> **AIM**
Gather each line of the items below that contains the string "following".

> **ENTRIES PROVIDED**

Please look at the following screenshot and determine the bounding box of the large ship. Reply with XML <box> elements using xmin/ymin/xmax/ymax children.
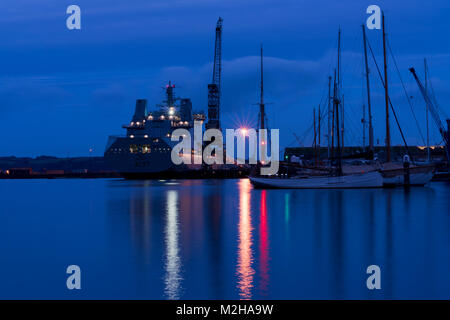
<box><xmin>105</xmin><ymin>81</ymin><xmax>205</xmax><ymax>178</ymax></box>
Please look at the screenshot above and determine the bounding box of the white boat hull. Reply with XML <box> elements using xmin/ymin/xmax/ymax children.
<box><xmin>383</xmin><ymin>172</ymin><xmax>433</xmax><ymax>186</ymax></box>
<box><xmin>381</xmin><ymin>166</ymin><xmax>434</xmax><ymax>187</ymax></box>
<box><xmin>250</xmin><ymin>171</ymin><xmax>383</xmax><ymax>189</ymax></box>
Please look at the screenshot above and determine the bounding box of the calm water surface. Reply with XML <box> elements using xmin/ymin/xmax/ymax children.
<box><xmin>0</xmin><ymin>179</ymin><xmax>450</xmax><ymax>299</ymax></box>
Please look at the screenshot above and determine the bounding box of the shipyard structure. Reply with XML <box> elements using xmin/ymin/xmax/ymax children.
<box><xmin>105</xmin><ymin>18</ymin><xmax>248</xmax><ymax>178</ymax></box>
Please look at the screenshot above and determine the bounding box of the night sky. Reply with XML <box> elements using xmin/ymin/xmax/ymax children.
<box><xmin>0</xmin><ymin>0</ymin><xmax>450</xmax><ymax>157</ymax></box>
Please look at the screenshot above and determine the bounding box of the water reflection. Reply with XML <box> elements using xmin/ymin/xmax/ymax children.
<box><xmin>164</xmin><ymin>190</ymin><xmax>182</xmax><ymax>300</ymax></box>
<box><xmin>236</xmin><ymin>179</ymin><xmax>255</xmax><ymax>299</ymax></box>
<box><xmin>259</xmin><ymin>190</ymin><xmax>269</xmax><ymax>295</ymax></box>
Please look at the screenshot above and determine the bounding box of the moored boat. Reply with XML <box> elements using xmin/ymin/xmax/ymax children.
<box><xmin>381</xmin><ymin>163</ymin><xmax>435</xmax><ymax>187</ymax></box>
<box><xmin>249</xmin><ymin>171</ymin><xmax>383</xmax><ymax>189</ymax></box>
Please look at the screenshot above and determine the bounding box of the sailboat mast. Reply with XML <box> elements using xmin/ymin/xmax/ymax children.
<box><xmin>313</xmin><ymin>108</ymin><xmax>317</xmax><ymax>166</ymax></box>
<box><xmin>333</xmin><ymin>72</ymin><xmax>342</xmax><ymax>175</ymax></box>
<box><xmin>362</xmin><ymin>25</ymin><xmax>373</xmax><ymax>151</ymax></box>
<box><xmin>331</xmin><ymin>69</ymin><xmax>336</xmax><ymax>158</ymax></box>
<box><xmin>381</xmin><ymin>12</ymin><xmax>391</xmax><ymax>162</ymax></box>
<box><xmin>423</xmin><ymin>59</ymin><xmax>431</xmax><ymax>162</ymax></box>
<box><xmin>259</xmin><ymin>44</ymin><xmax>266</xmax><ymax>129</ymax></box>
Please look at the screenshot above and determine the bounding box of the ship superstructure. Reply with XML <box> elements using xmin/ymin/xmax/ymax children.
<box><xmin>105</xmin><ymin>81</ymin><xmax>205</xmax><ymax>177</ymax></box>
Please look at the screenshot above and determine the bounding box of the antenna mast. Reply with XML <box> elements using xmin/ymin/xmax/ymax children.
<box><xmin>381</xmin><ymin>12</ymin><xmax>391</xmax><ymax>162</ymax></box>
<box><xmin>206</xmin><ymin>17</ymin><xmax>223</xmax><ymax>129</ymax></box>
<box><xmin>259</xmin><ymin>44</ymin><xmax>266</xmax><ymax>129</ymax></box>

* * *

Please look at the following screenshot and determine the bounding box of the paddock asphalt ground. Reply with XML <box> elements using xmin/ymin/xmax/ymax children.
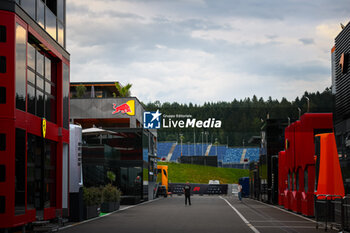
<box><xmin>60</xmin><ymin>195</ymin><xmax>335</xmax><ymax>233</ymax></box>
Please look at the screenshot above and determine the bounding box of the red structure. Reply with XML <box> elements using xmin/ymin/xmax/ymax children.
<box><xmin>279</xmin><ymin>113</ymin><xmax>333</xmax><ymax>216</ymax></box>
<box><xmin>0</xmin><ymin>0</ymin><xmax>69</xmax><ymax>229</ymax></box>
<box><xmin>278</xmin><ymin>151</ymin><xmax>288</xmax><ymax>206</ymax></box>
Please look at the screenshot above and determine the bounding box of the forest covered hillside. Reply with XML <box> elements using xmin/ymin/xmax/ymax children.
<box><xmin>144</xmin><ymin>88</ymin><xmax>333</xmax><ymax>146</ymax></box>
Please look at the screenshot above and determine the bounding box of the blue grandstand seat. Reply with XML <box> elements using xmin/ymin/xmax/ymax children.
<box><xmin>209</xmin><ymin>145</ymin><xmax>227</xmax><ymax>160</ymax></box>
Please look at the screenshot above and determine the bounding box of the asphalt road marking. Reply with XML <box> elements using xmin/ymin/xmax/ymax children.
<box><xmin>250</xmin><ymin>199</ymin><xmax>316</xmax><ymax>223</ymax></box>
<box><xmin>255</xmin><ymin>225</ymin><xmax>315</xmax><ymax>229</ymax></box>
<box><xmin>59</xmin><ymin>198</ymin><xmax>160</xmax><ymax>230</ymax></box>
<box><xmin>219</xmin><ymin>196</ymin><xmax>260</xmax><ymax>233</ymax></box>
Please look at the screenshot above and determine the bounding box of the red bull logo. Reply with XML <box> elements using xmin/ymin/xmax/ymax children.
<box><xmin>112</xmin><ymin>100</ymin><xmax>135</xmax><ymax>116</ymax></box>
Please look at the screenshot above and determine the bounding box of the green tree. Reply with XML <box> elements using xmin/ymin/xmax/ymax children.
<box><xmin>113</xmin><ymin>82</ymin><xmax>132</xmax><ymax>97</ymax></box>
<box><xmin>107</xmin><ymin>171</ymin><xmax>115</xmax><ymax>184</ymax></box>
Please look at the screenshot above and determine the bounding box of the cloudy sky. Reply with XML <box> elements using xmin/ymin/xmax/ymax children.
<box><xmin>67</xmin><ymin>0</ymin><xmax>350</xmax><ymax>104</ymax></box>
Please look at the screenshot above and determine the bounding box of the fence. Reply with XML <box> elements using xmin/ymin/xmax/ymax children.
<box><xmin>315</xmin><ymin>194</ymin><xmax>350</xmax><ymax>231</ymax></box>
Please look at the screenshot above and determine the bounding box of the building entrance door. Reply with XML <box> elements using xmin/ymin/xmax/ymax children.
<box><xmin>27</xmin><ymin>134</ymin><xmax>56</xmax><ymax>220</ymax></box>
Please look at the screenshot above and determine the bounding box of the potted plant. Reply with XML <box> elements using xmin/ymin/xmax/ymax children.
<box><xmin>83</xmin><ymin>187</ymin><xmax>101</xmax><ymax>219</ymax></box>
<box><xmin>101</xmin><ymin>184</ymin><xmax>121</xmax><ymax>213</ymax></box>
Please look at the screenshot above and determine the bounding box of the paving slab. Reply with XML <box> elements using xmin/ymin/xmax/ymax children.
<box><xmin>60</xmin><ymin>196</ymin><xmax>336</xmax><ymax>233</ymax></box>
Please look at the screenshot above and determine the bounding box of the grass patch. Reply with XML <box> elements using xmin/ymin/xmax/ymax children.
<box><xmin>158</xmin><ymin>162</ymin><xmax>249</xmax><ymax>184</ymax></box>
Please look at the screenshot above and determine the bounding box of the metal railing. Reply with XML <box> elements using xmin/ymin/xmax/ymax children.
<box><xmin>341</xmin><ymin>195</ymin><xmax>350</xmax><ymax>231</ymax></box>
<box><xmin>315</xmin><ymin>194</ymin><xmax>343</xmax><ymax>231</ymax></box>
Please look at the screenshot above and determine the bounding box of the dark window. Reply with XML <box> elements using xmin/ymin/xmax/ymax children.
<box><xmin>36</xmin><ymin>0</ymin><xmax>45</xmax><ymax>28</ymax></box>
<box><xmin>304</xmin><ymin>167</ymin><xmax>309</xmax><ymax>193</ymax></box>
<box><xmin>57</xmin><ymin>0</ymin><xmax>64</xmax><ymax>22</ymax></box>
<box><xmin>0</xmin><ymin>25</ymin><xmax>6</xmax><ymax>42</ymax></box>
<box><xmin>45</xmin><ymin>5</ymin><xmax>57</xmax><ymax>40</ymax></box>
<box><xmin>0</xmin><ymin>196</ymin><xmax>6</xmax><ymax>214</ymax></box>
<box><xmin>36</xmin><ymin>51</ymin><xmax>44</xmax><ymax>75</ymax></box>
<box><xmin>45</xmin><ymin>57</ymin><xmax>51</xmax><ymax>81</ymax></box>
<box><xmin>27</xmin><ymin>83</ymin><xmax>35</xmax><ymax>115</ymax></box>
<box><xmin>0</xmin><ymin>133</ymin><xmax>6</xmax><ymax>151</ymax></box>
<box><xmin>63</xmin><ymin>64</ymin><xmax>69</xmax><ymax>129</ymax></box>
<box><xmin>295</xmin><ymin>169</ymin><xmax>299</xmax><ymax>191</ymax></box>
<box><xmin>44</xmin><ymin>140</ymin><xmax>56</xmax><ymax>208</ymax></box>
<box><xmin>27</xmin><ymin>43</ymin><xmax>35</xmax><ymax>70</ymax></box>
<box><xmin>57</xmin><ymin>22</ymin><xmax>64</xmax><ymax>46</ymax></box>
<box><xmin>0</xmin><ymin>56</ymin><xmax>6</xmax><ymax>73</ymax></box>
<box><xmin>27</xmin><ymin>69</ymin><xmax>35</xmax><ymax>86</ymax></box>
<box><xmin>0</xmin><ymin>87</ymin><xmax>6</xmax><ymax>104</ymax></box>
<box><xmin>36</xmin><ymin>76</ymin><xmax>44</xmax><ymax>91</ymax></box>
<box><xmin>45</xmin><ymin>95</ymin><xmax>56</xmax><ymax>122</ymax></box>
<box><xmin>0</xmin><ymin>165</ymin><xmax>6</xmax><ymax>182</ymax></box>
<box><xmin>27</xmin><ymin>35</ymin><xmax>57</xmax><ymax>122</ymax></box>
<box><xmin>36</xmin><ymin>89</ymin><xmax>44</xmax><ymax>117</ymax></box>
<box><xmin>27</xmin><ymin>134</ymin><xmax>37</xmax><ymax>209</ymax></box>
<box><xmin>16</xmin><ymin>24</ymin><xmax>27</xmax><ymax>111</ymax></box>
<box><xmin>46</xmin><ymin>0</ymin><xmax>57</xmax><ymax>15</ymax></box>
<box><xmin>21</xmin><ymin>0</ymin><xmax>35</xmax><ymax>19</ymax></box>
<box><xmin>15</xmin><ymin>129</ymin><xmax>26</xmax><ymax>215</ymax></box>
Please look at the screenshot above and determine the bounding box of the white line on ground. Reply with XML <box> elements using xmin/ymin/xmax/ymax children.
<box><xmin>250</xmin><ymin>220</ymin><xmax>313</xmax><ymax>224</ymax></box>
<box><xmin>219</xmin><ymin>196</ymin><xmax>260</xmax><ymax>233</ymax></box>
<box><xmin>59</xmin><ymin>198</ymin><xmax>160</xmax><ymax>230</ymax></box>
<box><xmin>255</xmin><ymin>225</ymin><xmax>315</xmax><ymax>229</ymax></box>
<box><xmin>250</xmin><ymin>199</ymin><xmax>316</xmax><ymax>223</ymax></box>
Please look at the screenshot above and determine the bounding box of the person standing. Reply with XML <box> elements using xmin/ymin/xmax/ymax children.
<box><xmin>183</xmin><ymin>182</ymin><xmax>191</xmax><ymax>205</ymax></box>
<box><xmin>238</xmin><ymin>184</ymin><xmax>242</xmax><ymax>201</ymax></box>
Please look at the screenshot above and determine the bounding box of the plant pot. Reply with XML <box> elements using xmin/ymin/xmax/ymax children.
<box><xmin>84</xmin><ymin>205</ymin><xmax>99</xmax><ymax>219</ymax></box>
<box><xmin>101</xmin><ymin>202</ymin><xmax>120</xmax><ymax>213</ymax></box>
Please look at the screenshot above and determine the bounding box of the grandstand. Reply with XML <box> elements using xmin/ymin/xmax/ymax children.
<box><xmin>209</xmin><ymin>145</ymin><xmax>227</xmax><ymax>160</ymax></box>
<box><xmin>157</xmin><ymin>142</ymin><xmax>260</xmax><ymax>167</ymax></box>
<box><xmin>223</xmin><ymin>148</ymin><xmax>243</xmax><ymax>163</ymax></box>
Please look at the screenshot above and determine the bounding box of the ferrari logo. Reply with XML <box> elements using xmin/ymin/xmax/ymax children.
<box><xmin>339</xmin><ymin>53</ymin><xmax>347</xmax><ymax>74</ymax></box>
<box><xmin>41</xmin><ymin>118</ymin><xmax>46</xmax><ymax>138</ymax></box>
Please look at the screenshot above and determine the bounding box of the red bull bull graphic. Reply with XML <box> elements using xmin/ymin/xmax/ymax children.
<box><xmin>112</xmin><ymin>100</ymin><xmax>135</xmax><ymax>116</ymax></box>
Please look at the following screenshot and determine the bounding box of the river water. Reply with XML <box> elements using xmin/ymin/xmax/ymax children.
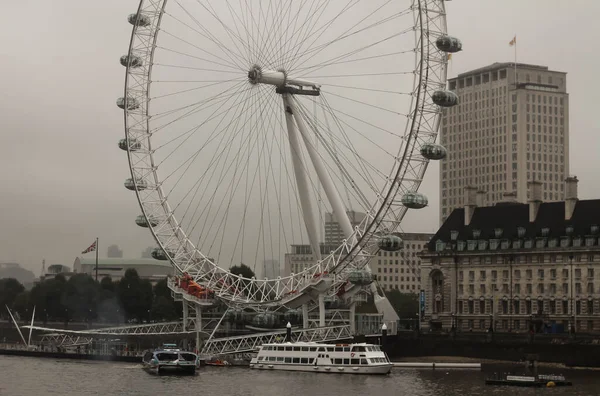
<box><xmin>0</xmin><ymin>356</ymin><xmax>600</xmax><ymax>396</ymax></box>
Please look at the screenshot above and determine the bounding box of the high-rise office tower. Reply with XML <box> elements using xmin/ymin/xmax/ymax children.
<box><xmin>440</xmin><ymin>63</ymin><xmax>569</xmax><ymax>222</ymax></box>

--

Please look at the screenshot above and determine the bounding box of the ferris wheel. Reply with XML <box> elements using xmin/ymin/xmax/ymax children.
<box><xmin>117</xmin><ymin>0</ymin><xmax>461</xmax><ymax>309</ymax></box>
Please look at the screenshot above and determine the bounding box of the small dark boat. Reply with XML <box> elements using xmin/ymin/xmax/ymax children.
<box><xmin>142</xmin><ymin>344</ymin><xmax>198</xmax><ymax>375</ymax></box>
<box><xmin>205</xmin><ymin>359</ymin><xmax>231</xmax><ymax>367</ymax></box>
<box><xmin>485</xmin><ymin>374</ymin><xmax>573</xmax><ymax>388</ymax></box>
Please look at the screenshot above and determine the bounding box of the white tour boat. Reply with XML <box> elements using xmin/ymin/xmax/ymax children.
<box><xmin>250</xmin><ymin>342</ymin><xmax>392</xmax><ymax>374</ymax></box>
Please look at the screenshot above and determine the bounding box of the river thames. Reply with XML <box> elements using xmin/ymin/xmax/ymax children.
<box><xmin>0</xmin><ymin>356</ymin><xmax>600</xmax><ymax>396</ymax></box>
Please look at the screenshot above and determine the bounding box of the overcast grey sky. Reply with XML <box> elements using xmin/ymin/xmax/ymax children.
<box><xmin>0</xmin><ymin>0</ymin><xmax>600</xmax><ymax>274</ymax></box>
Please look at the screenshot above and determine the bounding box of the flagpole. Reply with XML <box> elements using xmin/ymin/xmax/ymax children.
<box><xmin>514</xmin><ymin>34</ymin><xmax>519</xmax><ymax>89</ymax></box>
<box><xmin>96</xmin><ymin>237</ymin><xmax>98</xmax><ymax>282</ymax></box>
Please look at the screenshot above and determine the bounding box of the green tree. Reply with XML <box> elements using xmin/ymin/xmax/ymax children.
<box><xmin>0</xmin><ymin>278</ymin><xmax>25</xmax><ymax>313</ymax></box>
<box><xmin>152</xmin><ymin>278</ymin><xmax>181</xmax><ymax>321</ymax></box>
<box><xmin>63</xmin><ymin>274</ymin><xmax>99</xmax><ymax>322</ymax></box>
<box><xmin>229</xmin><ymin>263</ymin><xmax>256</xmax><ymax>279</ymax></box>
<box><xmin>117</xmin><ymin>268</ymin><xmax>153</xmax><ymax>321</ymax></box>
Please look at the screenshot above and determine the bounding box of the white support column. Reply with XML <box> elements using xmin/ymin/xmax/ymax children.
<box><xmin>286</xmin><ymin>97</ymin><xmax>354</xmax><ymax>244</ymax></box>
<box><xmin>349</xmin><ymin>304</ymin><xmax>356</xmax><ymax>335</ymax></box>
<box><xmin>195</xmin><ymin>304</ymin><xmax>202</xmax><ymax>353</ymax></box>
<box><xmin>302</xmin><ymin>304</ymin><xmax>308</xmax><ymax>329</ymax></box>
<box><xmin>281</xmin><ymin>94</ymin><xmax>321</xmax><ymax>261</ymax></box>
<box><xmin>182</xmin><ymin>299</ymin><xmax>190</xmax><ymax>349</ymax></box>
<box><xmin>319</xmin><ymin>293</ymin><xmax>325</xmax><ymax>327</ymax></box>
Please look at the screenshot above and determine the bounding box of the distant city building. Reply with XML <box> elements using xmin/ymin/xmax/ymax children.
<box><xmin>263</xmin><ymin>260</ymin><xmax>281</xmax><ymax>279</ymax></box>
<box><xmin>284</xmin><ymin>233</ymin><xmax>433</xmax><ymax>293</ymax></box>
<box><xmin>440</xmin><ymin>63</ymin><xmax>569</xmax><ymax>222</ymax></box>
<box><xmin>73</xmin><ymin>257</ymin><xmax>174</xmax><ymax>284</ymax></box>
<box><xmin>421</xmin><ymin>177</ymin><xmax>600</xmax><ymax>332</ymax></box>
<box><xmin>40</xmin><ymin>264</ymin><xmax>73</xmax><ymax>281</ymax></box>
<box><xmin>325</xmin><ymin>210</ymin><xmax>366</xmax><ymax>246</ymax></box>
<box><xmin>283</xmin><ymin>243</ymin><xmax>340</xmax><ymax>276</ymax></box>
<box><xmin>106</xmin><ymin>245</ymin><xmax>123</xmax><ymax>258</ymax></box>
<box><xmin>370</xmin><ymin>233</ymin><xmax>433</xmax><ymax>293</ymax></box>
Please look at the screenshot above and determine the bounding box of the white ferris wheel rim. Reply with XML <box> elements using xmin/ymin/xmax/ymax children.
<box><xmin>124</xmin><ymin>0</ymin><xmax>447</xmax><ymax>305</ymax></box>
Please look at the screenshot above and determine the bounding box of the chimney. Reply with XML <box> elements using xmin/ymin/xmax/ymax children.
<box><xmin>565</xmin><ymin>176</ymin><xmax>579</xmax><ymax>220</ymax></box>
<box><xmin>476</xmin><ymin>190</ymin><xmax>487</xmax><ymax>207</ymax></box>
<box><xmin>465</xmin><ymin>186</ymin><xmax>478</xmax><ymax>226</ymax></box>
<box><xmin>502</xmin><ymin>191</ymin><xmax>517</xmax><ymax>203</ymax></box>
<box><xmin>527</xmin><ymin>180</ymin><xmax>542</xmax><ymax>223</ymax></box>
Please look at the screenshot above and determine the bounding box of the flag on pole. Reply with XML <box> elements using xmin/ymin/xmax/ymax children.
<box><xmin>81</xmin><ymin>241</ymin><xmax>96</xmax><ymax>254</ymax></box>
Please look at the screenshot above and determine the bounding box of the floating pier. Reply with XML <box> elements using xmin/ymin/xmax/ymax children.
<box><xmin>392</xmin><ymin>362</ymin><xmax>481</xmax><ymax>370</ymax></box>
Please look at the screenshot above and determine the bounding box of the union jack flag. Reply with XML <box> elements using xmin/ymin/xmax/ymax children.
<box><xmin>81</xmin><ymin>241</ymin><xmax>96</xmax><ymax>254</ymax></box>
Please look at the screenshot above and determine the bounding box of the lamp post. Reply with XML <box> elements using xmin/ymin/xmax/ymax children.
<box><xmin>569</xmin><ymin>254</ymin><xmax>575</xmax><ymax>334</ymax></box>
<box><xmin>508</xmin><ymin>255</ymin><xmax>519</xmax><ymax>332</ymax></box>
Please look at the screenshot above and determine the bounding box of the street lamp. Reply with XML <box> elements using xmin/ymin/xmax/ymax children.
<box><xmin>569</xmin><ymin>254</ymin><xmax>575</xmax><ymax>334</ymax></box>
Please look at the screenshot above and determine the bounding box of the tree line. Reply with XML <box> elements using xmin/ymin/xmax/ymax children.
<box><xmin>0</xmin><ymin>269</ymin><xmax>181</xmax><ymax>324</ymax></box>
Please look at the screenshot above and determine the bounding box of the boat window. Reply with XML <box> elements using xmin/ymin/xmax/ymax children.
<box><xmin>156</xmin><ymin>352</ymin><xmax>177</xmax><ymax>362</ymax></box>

> **REPLY**
Please look at the following screenshot and determine the bounding box of the large ship. Reply with XML <box> elements using xmin/ymin/xmax/ymax children.
Please look at the following screenshot and determine the bounding box of the paddock asphalt ground. Reply with XML <box> elements using xmin/ymin/xmax/ymax children.
Please look at the following screenshot and determine the bounding box of the river water. Reply with XML <box> elements using xmin/ymin/xmax/ymax children.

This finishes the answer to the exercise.